◆ WORK TASK ◆
Your reply should hold the line containing "Target: green foliage" and every later line of the records, reproduced exactly, and no other lines.

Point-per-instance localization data
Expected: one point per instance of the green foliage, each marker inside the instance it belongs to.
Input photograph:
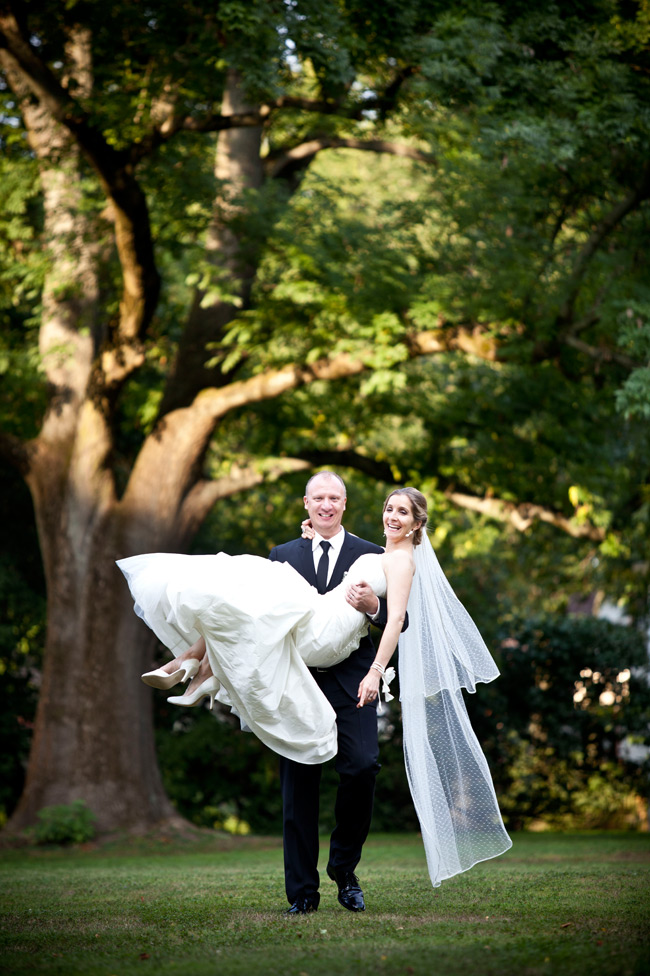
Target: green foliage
(66, 823)
(573, 691)
(22, 634)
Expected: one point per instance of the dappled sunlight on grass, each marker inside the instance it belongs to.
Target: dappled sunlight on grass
(547, 906)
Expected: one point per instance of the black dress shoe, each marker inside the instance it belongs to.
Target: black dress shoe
(350, 894)
(302, 906)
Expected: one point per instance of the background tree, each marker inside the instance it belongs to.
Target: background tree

◆ ANSWER TO THIS TASK ◆
Target: green foliage
(66, 823)
(573, 691)
(22, 634)
Expected: one point per instance of the dappled sunlight on grass, each marker inside the instance it belongs to.
Target: dappled sunlight on grass
(547, 906)
Expected: one point per instance of the black dress shoe, each marker inside the instance it belongs to.
Target: black dress shoe
(350, 894)
(302, 906)
Expected: one point per instance of the background tree, each marker inside the instance it belongs to.
Target: background tree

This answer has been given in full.